- INSTRUCTIONS TO FOLLOW -
Only one stretch of the data should be retyped: the lines from the line containing "Target: sunlight on grass" through the line containing "Target: framed wall art". Keep pictures out of it.

Top of SOURCE MATERIAL

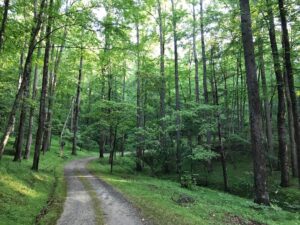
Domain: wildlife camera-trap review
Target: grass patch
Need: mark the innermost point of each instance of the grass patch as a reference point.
(99, 216)
(155, 198)
(28, 197)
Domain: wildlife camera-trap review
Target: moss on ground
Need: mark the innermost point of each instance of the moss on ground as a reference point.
(155, 198)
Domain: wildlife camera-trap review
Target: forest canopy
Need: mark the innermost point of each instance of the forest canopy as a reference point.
(186, 87)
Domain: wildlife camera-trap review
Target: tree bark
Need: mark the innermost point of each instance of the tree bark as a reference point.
(26, 74)
(44, 90)
(77, 107)
(32, 108)
(139, 113)
(266, 104)
(197, 95)
(177, 96)
(281, 130)
(162, 83)
(216, 101)
(3, 22)
(259, 164)
(52, 87)
(205, 93)
(22, 122)
(289, 74)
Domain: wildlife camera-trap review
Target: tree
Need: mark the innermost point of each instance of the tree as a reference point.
(259, 164)
(3, 22)
(26, 74)
(177, 98)
(289, 75)
(44, 90)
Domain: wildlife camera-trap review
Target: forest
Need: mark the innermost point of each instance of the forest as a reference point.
(181, 111)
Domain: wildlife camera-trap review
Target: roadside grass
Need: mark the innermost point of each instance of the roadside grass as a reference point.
(157, 199)
(28, 197)
(240, 181)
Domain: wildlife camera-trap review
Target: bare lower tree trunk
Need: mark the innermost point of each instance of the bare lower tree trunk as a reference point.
(52, 87)
(195, 56)
(163, 80)
(139, 119)
(270, 148)
(177, 98)
(290, 76)
(22, 122)
(77, 107)
(3, 22)
(292, 142)
(259, 164)
(26, 74)
(216, 101)
(43, 98)
(281, 110)
(101, 145)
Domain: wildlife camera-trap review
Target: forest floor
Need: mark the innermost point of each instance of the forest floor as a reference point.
(91, 201)
(28, 197)
(163, 201)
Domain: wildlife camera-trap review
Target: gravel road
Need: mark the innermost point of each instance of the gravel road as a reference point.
(78, 207)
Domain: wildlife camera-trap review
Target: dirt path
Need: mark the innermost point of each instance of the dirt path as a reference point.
(78, 208)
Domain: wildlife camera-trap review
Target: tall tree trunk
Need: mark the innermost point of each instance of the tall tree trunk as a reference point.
(77, 107)
(139, 113)
(205, 93)
(260, 177)
(22, 122)
(221, 146)
(266, 103)
(281, 130)
(197, 96)
(101, 146)
(162, 93)
(3, 22)
(32, 108)
(289, 74)
(177, 98)
(48, 113)
(44, 90)
(26, 74)
(52, 87)
(292, 142)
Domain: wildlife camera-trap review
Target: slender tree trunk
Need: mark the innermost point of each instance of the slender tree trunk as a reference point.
(22, 122)
(26, 74)
(32, 108)
(52, 87)
(205, 92)
(292, 142)
(101, 146)
(163, 85)
(139, 119)
(44, 90)
(260, 177)
(197, 95)
(266, 104)
(48, 113)
(216, 101)
(3, 22)
(289, 74)
(177, 98)
(77, 107)
(281, 130)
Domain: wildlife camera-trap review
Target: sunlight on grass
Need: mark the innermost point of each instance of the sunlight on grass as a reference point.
(18, 186)
(156, 198)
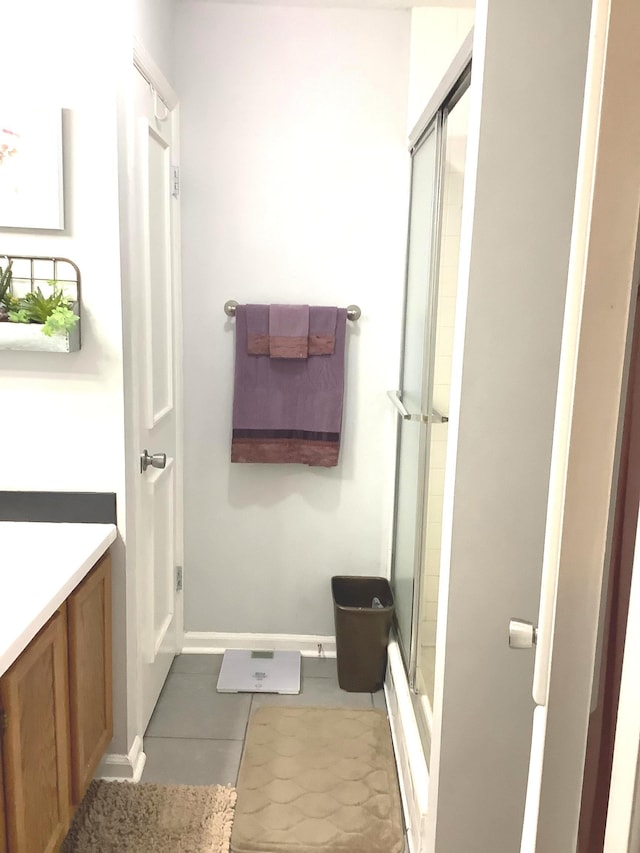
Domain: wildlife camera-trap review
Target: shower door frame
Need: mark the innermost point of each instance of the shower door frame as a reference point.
(454, 84)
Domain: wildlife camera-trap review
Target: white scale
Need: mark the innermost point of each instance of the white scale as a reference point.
(245, 671)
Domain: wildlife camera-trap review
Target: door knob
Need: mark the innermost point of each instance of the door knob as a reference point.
(156, 460)
(522, 634)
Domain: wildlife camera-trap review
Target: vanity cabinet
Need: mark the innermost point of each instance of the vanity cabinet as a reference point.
(3, 823)
(57, 704)
(90, 704)
(34, 696)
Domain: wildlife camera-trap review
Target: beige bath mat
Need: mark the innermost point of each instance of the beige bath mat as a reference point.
(317, 779)
(145, 818)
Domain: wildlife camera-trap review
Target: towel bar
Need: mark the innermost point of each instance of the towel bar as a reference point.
(353, 311)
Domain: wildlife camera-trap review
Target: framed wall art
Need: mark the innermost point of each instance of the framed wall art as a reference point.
(31, 179)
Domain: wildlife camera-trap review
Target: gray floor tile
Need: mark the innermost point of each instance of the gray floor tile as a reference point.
(319, 668)
(186, 761)
(189, 707)
(197, 664)
(319, 692)
(379, 701)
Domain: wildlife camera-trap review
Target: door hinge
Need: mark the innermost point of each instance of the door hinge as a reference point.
(175, 181)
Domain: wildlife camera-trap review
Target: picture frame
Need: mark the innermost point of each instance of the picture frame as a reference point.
(31, 168)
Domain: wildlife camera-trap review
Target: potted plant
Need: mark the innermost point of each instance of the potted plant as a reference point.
(46, 321)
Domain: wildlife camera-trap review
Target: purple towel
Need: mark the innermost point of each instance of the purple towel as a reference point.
(288, 331)
(287, 410)
(257, 329)
(322, 330)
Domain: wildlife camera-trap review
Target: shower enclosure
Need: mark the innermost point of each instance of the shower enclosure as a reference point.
(438, 149)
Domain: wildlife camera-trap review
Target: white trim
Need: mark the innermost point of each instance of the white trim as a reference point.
(124, 768)
(624, 773)
(212, 642)
(413, 773)
(151, 72)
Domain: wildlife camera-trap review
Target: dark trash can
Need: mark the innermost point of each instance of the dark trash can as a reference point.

Bottom of SOURCE MATERIAL

- REPLY -
Target: sunlight on grass
Need: mark the innermost point of each instance of the sunlight on grass as a reference point.
(18, 186)
(156, 198)
Domain: wildlife camera-trap review
Target: shower door frame
Need: mark the innermost point of each instance of the shower door frame as a reference point.
(454, 84)
Domain: wildlife camera-trap review
Target: white scale
Need: mark the innermost point of each instance of the white scale as a reference point.
(245, 671)
Domain: wildlife camera-trap review
Target: door knob
Need: mark the innermost point of each instance of the door knob as a reference point.
(156, 460)
(522, 634)
Domain: wildlife camera-trap review
Target: vanity cabinet
Need: mark the innermost point of each instance of the vanity cabinet as a reference point.
(3, 823)
(57, 704)
(90, 704)
(34, 696)
Domain: wildlife camera-trap review
Target: beige bath mat
Need: mark the innermost point of each instance of the beige bath mat as a reference point.
(317, 779)
(145, 818)
Domain: wildlife camera-trap review
Target: towel bar
Need: mark the innermost point of each instance of the towel bar as a reference point.
(353, 311)
Domain: wildlife camera-trap review
Target: framed wall art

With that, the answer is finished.